• **MATERIAL PROVIDED**:
============

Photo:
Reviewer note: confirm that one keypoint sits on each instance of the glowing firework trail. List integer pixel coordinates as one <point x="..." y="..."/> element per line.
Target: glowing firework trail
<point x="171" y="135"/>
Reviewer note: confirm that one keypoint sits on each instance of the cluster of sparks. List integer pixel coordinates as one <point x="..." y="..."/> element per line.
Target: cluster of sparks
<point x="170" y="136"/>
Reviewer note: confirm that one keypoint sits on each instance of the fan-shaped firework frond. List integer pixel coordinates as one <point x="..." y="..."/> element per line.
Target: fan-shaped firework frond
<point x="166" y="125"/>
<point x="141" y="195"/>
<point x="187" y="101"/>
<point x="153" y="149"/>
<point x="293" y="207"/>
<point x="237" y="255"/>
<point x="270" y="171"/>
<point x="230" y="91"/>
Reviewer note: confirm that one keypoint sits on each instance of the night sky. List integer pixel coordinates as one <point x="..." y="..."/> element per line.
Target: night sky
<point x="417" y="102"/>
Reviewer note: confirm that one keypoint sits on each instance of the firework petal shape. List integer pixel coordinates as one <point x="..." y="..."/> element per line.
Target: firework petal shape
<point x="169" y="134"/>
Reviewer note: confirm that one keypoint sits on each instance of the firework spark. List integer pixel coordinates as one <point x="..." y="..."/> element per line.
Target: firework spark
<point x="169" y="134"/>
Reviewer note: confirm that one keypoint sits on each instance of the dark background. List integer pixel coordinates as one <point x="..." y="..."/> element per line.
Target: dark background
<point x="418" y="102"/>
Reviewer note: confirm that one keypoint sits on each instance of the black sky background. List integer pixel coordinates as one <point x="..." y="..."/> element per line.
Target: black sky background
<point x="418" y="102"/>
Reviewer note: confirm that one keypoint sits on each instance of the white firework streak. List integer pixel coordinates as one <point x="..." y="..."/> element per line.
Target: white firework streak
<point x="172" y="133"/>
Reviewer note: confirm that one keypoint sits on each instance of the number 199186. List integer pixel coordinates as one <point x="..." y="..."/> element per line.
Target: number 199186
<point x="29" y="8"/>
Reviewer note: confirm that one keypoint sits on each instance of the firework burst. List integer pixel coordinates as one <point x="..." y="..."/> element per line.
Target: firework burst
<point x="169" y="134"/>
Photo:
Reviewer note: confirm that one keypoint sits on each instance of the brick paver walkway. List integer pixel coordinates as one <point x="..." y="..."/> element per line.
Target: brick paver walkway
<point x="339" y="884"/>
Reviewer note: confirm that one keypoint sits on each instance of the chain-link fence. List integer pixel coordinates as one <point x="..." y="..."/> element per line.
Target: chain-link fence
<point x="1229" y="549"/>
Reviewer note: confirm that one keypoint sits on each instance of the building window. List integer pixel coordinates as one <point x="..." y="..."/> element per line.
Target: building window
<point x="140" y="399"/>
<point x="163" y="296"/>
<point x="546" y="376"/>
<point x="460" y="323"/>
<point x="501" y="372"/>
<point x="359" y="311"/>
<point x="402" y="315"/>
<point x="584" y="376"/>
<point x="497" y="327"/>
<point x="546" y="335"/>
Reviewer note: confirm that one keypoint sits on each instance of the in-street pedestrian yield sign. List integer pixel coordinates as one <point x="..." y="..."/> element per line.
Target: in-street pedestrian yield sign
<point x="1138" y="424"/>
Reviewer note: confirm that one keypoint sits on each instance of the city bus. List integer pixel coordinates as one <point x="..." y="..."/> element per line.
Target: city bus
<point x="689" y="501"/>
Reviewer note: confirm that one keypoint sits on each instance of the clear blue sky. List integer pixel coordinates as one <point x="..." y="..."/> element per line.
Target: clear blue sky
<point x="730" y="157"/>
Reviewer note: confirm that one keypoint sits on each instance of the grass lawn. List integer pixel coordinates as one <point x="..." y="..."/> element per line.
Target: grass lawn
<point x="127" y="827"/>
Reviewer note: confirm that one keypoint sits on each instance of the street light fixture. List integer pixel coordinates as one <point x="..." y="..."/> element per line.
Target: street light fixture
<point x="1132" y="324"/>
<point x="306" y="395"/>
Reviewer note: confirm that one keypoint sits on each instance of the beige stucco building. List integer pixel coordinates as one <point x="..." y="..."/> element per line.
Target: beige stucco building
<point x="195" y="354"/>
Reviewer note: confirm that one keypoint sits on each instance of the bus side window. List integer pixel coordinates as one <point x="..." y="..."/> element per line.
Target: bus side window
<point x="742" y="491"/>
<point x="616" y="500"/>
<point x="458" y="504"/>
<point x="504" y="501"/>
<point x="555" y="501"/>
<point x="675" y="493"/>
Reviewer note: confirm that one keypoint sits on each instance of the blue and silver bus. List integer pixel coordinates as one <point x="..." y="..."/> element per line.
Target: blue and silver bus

============

• **EXERCISE DESCRIPTION**:
Copy out the entire listing again, word for word.

• **RESULT OF THE TASK**:
Photo:
Reviewer note: confirm that one keypoint sits on each instance of the glowing firework trail. List integer pixel coordinates as one <point x="..." y="..."/> element per line.
Target: glowing firework trail
<point x="171" y="135"/>
Reviewer note: confirm that one keypoint sits on each instance of the cluster of sparks. List integer pixel coordinates as one <point x="..." y="..."/> element per line.
Target: cluster of sparks
<point x="170" y="136"/>
Reviewer note: confirm that one keypoint sits on each instance of the fan-shaped firework frond. List integer pixel coordinates as one <point x="..." y="..."/> element per line.
Target: fan-shaped firework frond
<point x="166" y="125"/>
<point x="141" y="195"/>
<point x="187" y="101"/>
<point x="153" y="149"/>
<point x="293" y="207"/>
<point x="237" y="255"/>
<point x="270" y="171"/>
<point x="230" y="91"/>
Reviewer note: confirm that one keypoint sits on each instance of the night sky. List integer pixel coordinates as one <point x="..." y="..."/> element per line.
Target: night sky
<point x="417" y="102"/>
Reviewer note: confirm that one keypoint sits on each instance of the firework petal shape. List integer pixel coordinates as one <point x="..." y="..."/> element per line.
Target: firework petal shape
<point x="169" y="134"/>
Reviewer note: confirm that one keypoint sits on each instance of the firework spark. List integer pixel coordinates as one <point x="..." y="..."/> element per line.
Target: firework spark
<point x="169" y="134"/>
Reviewer note: confirm that one keypoint sits on each instance of the dark background. List integer pixel coordinates as one <point x="..." y="..."/> element per line.
Target: dark background
<point x="418" y="102"/>
Reviewer note: confirm that one keypoint sits on each instance of the black sky background. List integer pixel coordinates as one <point x="..." y="..."/> element per line.
Target: black sky background
<point x="418" y="102"/>
Reviewer note: confirm that one keypoint sits on each instance of the white firework streak. List integer pixel coordinates as one <point x="..." y="..."/> element per line.
Target: white firework streak
<point x="172" y="133"/>
Reviewer note: confirm that one keypoint sits on each instance of the number 199186. List integer pixel coordinates as one <point x="..." y="..."/> element per line.
Target: number 199186
<point x="29" y="8"/>
Reviewer note: confirm that one keypoint sits on each instance of the firework burst. List integer pixel coordinates as one <point x="..." y="..."/> element per line.
Target: firework burst
<point x="169" y="134"/>
Photo:
Reviewer note: confirm that one keypoint sits on each instance of the brick paver walkway. List integer pixel coordinates as one <point x="..." y="..."/> element per line.
Target: brick paver walkway
<point x="339" y="884"/>
Reviewer note: confirm that one keypoint sits on each instance of the chain-link fence. List integer pixel coordinates as one <point x="..." y="..."/> element per line.
Target: chain-link fence
<point x="1229" y="549"/>
Reviewer note: confirm that one keypoint sits on each instance of the building window. List integer pixel coordinates as one <point x="..." y="..."/> element per line.
Target: building window
<point x="140" y="399"/>
<point x="163" y="296"/>
<point x="546" y="376"/>
<point x="460" y="323"/>
<point x="501" y="372"/>
<point x="359" y="311"/>
<point x="402" y="315"/>
<point x="584" y="376"/>
<point x="497" y="327"/>
<point x="546" y="335"/>
Reviewer note: confirm that one keypoint sits on each instance of the in-street pedestrian yield sign. List integer pixel coordinates as one <point x="..." y="..."/> element per line.
Target: in-street pedestrian yield sign
<point x="1138" y="424"/>
Reviewer note: confirm that one keypoint sits on each instance of the city bus. List integer pixel coordinates as one <point x="..." y="..."/> element per line.
Target: city bus
<point x="689" y="501"/>
Reviewer note: confirm that one keypoint sits on each instance of the clear blue sky. List integer pixel coordinates as one <point x="..." y="..."/> element per line.
Target: clear blue sky
<point x="730" y="157"/>
Reviewer note: confirm that one keypoint sits on each instance of the grass lawn. List integer pixel coordinates as one <point x="..." y="..."/> element per line.
Target: grass lawn
<point x="127" y="827"/>
Reviewer note: confirm that one keypoint sits on each instance of the street light fixture. List integer pixel coordinates as one <point x="..." y="..."/> element per line.
Target: street light fixture
<point x="1132" y="324"/>
<point x="306" y="395"/>
Reviewer note: confirm that one keypoint sits on each instance of the beige stucco building. List integer pixel coordinates as one <point x="..." y="..."/> element per line.
Target: beige stucco building
<point x="195" y="354"/>
Reviewer note: confirm that one keypoint sits on each instance of the bus side window. List integer pixel coordinates as one <point x="..." y="..."/> element per line.
Target: bus side window
<point x="742" y="491"/>
<point x="616" y="500"/>
<point x="458" y="504"/>
<point x="504" y="501"/>
<point x="555" y="501"/>
<point x="675" y="493"/>
Reviewer note: confirm that one keypoint sits on each instance of the blue and silver bus. List integer pixel coordinates as one <point x="..." y="..."/> element per line.
Target: blue and silver bus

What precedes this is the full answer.